■ **EXERCISE OBJECTIVE**
Pick out each line of the rows below that contains the word "column", and copy those lines.

(Location identification rows)
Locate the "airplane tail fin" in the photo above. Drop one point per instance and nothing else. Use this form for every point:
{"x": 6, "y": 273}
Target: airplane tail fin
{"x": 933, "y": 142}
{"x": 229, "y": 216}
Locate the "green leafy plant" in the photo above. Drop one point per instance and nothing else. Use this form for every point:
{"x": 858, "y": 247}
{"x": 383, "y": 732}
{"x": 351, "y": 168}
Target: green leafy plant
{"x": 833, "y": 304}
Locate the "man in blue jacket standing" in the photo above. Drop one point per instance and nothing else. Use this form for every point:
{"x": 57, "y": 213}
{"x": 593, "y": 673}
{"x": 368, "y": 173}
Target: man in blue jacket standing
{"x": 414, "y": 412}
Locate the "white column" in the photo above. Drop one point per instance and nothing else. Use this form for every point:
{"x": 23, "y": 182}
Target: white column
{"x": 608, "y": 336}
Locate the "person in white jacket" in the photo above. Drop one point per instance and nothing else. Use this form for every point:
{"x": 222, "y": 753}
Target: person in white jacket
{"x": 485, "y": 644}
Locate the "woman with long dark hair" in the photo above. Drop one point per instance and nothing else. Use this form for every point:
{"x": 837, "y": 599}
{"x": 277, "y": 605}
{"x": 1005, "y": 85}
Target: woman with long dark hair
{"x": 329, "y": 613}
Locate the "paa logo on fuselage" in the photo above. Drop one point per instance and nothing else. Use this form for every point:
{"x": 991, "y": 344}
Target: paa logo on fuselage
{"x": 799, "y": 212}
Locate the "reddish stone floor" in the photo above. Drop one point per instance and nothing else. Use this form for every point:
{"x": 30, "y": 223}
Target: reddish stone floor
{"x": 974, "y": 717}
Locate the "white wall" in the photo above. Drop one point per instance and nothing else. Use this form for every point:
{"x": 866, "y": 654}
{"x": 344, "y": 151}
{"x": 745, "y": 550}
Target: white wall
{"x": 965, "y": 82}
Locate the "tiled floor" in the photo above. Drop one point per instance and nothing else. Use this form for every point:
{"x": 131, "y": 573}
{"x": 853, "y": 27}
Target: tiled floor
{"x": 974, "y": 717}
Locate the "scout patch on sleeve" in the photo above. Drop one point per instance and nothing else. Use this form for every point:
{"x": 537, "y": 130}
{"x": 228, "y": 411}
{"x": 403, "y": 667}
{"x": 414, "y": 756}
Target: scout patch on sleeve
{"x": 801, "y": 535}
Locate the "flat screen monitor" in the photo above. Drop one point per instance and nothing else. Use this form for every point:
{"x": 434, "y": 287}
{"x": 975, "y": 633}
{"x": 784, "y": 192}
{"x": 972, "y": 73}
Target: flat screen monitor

■ **RESULT**
Locate the "white column" in the photo above. Drop one point per instance and nothing else. Use this form for every point:
Target: white column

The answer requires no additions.